■ **Set exercise**
Copy out the records below word for word, from the line that contains "Please spot the earlobe" down through the line that contains "Target: earlobe", including both of those lines.

■ **Dataset extract**
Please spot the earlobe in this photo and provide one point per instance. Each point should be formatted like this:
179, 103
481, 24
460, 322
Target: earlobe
* * *
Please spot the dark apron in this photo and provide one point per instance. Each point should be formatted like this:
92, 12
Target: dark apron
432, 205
---
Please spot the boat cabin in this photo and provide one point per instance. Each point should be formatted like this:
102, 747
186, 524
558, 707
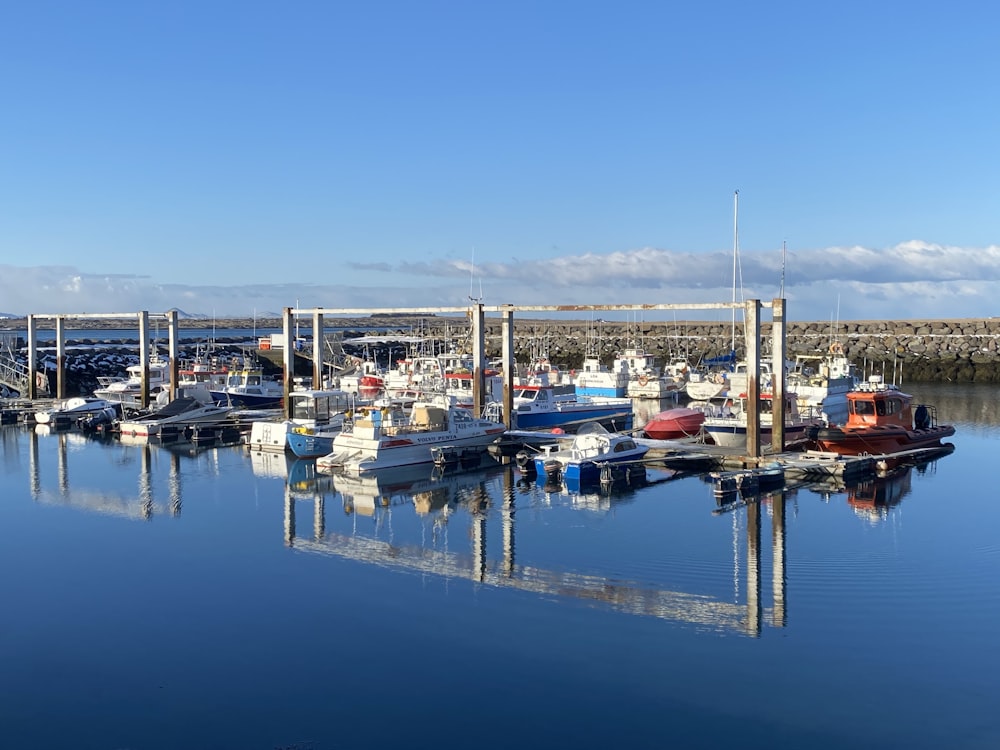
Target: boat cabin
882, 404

■ **Answer below**
Please spot the earlobe in this photo and provide one point per instance. Each point should be formatted like this:
179, 103
481, 24
460, 322
Target: earlobe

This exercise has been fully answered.